**EXTRACTED RECORDS**
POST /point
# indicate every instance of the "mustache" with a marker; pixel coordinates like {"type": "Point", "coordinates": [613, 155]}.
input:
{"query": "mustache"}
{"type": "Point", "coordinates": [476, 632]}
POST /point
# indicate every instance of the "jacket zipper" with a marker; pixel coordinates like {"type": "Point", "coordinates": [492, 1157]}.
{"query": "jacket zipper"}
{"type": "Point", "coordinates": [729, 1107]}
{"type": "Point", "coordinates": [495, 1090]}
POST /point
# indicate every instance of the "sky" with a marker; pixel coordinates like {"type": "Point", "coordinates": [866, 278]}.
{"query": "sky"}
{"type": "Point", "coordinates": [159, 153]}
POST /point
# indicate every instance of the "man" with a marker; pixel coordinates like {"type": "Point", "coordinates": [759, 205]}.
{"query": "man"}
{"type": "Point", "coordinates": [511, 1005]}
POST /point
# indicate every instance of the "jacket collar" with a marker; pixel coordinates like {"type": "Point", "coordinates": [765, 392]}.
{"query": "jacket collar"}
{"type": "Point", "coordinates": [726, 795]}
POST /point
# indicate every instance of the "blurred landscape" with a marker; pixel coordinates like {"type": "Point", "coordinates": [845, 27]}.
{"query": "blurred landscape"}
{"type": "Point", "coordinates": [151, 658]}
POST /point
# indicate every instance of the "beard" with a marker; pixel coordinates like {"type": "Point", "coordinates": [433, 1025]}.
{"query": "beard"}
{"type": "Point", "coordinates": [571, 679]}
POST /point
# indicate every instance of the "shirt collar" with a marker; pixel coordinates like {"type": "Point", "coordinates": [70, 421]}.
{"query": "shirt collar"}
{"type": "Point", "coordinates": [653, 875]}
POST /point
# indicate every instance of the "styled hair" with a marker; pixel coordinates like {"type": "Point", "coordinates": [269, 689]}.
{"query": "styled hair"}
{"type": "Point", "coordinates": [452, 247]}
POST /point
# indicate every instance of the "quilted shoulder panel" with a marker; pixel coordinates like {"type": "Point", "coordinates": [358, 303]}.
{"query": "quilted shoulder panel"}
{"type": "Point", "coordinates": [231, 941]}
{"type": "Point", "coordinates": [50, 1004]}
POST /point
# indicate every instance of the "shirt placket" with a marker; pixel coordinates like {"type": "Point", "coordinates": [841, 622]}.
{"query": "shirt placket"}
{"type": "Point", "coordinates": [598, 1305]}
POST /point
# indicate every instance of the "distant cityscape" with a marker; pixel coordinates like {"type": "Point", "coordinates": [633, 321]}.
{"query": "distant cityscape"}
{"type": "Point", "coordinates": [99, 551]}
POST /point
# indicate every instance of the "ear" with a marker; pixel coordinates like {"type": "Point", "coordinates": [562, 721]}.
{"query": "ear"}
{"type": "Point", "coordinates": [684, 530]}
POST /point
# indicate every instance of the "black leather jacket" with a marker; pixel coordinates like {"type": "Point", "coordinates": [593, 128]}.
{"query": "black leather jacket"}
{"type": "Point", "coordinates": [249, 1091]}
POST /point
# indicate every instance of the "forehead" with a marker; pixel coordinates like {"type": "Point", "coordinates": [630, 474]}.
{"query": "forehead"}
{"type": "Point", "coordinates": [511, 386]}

**EXERCISE INSTRUCTIONS**
Reproduce the material precisely, including every line.

**TASK RESPONSE**
POST /point
# indicate every instance of the "mustache" with a marker; pixel coordinates like {"type": "Point", "coordinates": [613, 155]}.
input:
{"query": "mustache"}
{"type": "Point", "coordinates": [476, 632]}
POST /point
# indicate every instance of the "jacket zipper" with a marker; pixel coordinates like {"type": "Point", "coordinates": [492, 1157]}.
{"query": "jacket zipper"}
{"type": "Point", "coordinates": [729, 1107]}
{"type": "Point", "coordinates": [495, 1090]}
POST /point
# indicate every instance of the "sky" with a marker; pixel coordinates like {"type": "Point", "coordinates": [866, 278]}.
{"query": "sky"}
{"type": "Point", "coordinates": [159, 153]}
POST /point
# indicate every instance of the "man" with a marker; pixel coordinates like {"type": "Point", "coordinates": [759, 205]}.
{"query": "man"}
{"type": "Point", "coordinates": [511, 1005]}
POST /point
# indicate every instance of the "jacket collar" with a marker; pixel coordinates like {"type": "Point", "coordinates": [765, 392]}.
{"query": "jacket collar"}
{"type": "Point", "coordinates": [726, 795]}
POST /point
# indicate every instance of the "blurred landscape" with a marker; pixel coordinates like {"type": "Point", "coordinates": [845, 27]}.
{"query": "blurred landscape"}
{"type": "Point", "coordinates": [151, 658]}
POST /point
# indicate every instance of the "beard" with a marker; pixel coordinates like {"type": "Point", "coordinates": [433, 1025]}.
{"query": "beard"}
{"type": "Point", "coordinates": [571, 679]}
POST /point
# indicate every instance of the "shirt collar" with a marker; pixel coordinates like {"type": "Point", "coordinates": [70, 421]}.
{"query": "shirt collar"}
{"type": "Point", "coordinates": [653, 875]}
POST /point
# indicate every instance of the "styled hair" with a marker; pixel coordinates like {"type": "Point", "coordinates": [269, 689]}.
{"query": "styled hair"}
{"type": "Point", "coordinates": [452, 247]}
POST /point
# indicate every instance of the "quilted shoulder panel" with a marker; pixel coordinates like {"type": "Point", "coordinates": [358, 303]}.
{"query": "quilted shoulder panel"}
{"type": "Point", "coordinates": [231, 941]}
{"type": "Point", "coordinates": [50, 1004]}
POST /point
# indicate every instance of the "shirt placket" with a marker; pixel coordinates like {"type": "Point", "coordinates": [841, 622]}.
{"query": "shirt placket"}
{"type": "Point", "coordinates": [598, 1305]}
POST /point
# indicate every instance of the "distant cityscape" with a marker; pixel coordinates like {"type": "Point", "coordinates": [633, 321]}.
{"query": "distant cityscape"}
{"type": "Point", "coordinates": [99, 551]}
POST /point
# indicate every instance of the "ear" with a marker; pixel coordinates like {"type": "Point", "coordinates": [562, 721]}.
{"query": "ear"}
{"type": "Point", "coordinates": [684, 530]}
POST /point
# indicate every instance of the "black leather jacket" with a marker; pixel coordinates like {"type": "Point", "coordinates": [593, 128]}.
{"query": "black leather jacket"}
{"type": "Point", "coordinates": [249, 1091]}
POST /point
# indicate every instance of the "forehead" with a marker; pixel coordinates like {"type": "Point", "coordinates": [630, 474]}.
{"query": "forehead"}
{"type": "Point", "coordinates": [511, 386]}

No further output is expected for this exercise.